##### Data listing
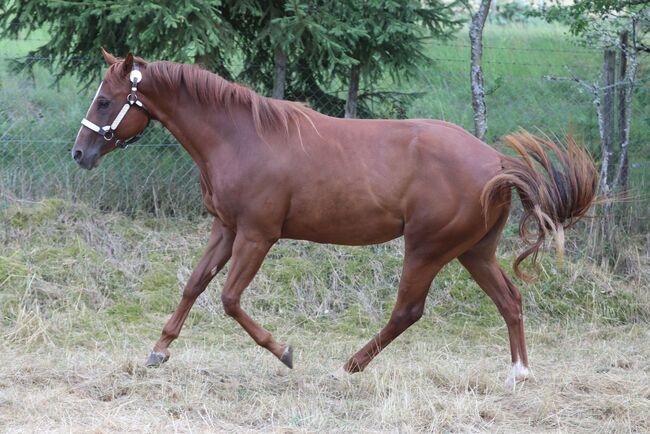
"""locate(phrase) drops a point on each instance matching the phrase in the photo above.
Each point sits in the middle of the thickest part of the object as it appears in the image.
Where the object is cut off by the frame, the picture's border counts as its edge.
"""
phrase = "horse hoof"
(518, 373)
(339, 375)
(156, 359)
(287, 357)
(352, 366)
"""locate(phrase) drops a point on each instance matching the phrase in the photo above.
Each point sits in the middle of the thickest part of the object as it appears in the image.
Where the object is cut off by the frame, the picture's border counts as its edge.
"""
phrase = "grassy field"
(84, 294)
(85, 290)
##########
* About this exercise
A faithful, complete copy of the records above is required, one that contains no pictures.

* Written response
"""locate(phrase) drops a point on each instance matching the phrase in the photo above.
Each point sits in the middle of the thickest part of the object as it appears in the image.
Where the object is cut off by the frame, the picture's border counts as its edge.
"""
phrase = "horse hoof"
(518, 373)
(339, 375)
(156, 359)
(287, 357)
(352, 366)
"""locate(phrase) drops a point on each instance matching the phrase in the photo above.
Each point sits in the middle of the thickest part of the object as it appears in the image.
Where the object is cut off by the frame, the picture's border counts as its edge.
"""
phrase = "grassy field"
(84, 294)
(85, 290)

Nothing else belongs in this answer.